Dataset records >>
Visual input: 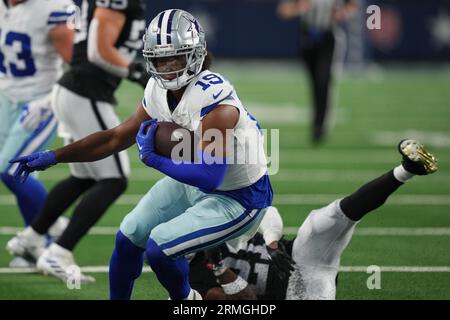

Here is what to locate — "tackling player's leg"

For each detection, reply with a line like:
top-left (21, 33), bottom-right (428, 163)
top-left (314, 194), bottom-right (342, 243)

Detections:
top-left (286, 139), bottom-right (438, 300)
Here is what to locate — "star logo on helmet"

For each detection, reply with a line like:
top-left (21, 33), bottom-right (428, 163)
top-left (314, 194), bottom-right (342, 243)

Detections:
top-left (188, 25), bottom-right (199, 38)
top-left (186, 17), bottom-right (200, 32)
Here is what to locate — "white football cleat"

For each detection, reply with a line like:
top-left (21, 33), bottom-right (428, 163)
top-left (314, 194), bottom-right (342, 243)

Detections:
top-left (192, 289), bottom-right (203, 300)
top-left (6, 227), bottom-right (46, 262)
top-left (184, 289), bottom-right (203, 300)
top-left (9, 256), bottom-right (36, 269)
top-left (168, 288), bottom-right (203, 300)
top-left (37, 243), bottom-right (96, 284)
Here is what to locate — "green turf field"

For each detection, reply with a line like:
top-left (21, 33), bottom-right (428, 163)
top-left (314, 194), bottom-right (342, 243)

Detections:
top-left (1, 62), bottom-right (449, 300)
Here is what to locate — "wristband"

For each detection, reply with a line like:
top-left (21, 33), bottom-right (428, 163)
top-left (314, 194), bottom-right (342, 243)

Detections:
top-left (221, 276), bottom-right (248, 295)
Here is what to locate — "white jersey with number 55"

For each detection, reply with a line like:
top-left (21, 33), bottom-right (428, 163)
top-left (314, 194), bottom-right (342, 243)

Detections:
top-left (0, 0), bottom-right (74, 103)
...
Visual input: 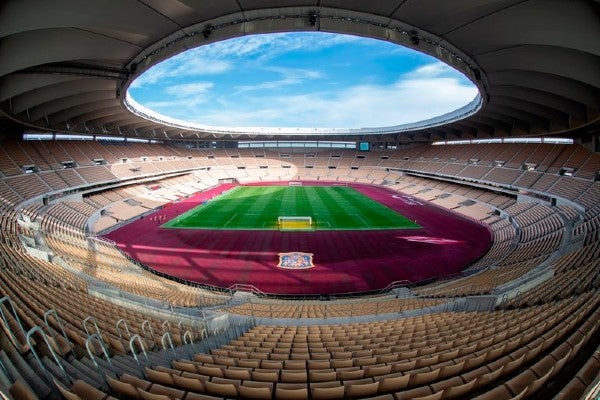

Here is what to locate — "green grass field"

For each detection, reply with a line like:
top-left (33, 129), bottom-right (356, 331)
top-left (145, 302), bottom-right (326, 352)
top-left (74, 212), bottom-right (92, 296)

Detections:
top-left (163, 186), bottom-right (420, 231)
* * *
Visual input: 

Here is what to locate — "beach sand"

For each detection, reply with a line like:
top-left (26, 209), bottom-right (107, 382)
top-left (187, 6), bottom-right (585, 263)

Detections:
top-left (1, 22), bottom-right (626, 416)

Action item >> Using the entries above, state how many lines include the word "what", with no other words.

Exercise output >> 8